LIST OF TASKS:
1. Reproduce the news article on Trump's munitions remarks word for word, from "Trump Says Wars" up to and including "of the year.".
2. Take the news article on Trump's munitions remarks further, starting after its last sentence.

PASSAGE:
• • •

Trump Says Wars Can Last "Forever" — Then the Bomb Squad Shows Up at Trump Tower
Trump declares U.S. munitions stockpiles at record highs as DOGE drops 7 years of Medicaid data; ACA tax credits pass House 17 Republicans crossing the aisle.
HIGH ALERT
Multiple simultaneous major developments — "forever war" munitions declaration, DOGE's Medicaid data dump, a House healthcare revolt by 17 Republicans, a reshaped federal indictment, a bomb squad call to Trump Tower, and a Gaza military base plan — make this one of the more eventful single-day news cycles of the year.
Key Developments
Here's a sentence that will stop you cold.
The President of the United States stood before cameras on March 3, 2026, and said the words out loud: **wars can be fought "forever."**
That's not a paraphrase. That's the quote.
Trump announced that U.S. munitions stockpiles — at what he called "the medium and upper medium grade" — are at their highest levels ever recorded.
"We have a virtually unlimited supply of these weapons," he said, adding that the country is "stocked, and ready to WIN, BIG."

• • •

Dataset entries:
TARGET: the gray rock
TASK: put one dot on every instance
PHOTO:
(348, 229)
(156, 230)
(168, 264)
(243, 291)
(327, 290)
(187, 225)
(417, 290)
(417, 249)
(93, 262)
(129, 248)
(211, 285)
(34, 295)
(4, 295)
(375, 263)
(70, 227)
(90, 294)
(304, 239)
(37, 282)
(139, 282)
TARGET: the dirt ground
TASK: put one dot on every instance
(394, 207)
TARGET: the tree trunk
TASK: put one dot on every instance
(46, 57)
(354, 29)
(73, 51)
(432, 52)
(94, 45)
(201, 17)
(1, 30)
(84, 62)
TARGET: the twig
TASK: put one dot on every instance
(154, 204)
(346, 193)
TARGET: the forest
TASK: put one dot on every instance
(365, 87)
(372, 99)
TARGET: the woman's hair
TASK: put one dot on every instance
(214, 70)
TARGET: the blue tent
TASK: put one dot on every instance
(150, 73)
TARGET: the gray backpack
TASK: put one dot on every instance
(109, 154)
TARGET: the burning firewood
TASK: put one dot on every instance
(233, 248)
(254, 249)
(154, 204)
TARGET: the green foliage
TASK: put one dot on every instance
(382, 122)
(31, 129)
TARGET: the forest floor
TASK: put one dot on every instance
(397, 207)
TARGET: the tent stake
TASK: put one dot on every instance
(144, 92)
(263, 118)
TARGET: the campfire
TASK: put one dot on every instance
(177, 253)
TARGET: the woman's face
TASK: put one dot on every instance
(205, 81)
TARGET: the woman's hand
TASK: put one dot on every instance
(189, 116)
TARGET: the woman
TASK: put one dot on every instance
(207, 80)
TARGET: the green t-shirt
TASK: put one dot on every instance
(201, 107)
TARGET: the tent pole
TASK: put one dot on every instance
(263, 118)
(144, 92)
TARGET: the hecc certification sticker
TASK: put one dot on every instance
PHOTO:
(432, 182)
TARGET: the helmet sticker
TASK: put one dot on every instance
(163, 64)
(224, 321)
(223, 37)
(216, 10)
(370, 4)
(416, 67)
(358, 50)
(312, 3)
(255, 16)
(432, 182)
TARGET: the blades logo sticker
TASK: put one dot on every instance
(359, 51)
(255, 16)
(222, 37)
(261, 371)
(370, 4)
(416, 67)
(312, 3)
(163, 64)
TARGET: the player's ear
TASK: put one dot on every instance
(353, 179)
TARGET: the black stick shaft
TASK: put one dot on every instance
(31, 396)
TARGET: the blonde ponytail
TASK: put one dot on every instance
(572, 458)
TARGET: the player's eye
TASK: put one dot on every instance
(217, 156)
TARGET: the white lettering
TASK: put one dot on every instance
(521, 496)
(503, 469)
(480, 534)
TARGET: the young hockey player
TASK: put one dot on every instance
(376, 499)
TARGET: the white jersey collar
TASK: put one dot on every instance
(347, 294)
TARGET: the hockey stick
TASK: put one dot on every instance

• • •

ANSWERS PROVIDED:
1.
Trump Says Wars Can Last "Forever" — Then the Bomb Squad Shows Up at Trump Tower
Trump declares U.S. munitions stockpiles at record highs as DOGE drops 7 years of Medicaid data; ACA tax credits pass House 17 Republicans crossing the aisle.
HIGH ALERT
Multiple simultaneous major developments — "forever war" munitions declaration, DOGE's Medicaid data dump, a House healthcare revolt by 17 Republicans, a reshaped federal indictment, a bomb squad call to Trump Tower, and a Gaza military base plan — make this one of the more eventful single-day news cycles of the year.

2.
Think about what that means for a moment.
The man who campaigned on ending wars — who promised to stop the fighting in Ukraine within 24 hours of taking office — is now telling the world that America is armed to the teeth and built to sustain conflict indefinitely.
Whether you see that as strength or a warning signal depends entirely on where you sit.
And the backdrop here matters.
Earlier this week, U.S. and Israeli forces coordinated strikes on Iran targeting military sites. Now, questions are swirling about what comes next — whether special operations forces could be deployed, whether air defenses in Gulf states are being depleted, and whether the drumbeat of escalation is getting louder.